▸ What the task asks
Which lines in the material below contain the string "wheel"? Pick out and copy every such line, treating uppercase and lowercase as different.

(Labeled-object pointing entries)
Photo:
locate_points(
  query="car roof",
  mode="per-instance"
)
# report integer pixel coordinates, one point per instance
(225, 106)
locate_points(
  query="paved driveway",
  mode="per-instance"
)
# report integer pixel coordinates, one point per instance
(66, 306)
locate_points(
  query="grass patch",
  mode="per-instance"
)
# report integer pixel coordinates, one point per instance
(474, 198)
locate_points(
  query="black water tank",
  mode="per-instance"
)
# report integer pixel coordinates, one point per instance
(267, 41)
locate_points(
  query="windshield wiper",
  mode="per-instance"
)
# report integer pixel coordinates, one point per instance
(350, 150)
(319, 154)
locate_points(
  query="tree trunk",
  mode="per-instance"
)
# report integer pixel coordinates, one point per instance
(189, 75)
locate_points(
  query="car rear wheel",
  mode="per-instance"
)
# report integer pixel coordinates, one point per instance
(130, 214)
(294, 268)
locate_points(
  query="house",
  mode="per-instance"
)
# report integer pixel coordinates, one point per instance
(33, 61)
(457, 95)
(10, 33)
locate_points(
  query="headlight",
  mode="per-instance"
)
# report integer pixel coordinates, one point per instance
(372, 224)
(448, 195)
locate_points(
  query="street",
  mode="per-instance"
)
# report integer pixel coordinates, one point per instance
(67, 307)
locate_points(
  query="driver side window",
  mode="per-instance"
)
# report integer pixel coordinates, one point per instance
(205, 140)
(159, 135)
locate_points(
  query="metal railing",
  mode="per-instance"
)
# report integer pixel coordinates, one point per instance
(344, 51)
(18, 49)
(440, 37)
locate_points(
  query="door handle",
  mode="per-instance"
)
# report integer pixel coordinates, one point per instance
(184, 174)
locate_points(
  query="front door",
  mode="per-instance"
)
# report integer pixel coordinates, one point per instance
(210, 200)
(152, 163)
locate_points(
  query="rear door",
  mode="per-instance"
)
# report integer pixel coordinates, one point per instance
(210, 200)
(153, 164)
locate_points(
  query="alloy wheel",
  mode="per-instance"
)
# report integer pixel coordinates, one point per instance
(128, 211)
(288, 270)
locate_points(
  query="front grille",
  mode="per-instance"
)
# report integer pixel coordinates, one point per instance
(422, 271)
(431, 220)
* * *
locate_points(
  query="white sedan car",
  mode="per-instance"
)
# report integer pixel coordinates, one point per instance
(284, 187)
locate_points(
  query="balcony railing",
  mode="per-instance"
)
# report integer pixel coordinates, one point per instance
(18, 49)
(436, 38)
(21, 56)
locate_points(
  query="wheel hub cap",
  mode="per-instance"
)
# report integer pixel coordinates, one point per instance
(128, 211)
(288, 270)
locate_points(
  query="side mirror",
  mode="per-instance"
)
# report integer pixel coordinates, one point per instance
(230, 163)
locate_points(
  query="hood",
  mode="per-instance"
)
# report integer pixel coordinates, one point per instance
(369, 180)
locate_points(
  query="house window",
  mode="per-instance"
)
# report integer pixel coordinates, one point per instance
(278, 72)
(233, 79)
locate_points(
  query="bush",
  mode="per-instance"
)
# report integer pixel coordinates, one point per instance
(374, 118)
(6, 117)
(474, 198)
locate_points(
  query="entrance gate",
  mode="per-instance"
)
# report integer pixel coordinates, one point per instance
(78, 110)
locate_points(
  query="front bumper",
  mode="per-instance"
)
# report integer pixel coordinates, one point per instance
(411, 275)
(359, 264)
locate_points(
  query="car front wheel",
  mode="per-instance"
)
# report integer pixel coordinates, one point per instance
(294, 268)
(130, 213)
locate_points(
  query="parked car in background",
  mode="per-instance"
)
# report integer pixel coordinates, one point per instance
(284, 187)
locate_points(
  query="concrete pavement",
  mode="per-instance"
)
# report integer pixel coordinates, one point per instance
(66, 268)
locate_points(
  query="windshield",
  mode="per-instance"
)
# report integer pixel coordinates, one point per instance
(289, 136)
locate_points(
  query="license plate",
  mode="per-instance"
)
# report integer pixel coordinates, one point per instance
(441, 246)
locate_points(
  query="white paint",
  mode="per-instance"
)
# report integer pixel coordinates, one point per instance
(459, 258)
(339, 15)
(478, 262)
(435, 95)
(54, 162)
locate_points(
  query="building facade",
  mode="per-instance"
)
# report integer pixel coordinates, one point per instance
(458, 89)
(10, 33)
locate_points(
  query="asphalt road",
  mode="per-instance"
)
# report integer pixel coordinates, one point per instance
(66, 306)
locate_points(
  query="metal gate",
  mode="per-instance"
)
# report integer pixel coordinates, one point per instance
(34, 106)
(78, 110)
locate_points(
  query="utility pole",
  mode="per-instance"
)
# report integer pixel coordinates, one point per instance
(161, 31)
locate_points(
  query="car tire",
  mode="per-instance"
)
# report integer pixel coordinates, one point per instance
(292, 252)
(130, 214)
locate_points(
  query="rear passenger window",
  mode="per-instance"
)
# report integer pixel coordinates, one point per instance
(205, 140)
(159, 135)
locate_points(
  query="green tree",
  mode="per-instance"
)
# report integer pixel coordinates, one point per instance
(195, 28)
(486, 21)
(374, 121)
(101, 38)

▸ Task solution
  query="car rear wheel",
  query="alloy wheel",
  query="wheel hub cap",
  query="car front wheel",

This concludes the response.